Available data below:

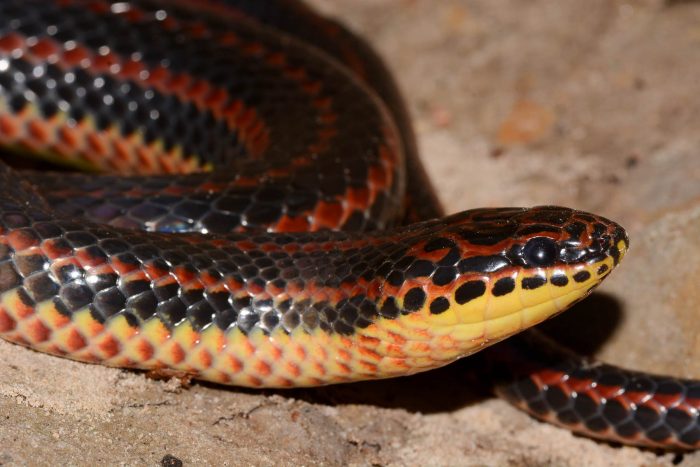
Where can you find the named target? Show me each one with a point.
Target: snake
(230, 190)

End of Available data.
Available data below:

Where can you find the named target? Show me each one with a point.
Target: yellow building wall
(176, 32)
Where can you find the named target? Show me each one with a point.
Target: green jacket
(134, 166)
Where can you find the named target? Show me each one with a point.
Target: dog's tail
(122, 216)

End of Available data.
Available data below:

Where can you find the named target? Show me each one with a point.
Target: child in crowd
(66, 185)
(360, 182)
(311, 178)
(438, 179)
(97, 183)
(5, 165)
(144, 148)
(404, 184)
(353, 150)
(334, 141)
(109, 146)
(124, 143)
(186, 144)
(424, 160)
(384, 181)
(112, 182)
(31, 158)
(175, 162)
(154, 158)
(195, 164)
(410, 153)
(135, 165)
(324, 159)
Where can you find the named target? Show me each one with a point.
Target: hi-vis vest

End of Available data.

What is being asked: Reproduce the lines of the entries above from the one with "Target: child in crowd" to the one with "Target: hi-vis vest", both included, exactly and without any other line.

Answer to this exercise:
Target: child in crowd
(66, 185)
(360, 182)
(311, 178)
(438, 179)
(97, 183)
(5, 165)
(144, 148)
(404, 184)
(353, 150)
(334, 141)
(109, 146)
(124, 143)
(186, 144)
(424, 160)
(384, 181)
(112, 182)
(31, 158)
(175, 162)
(154, 158)
(195, 164)
(410, 153)
(135, 165)
(324, 159)
Where can you find the named target? Show me each one with a point.
Target: hi-vis vest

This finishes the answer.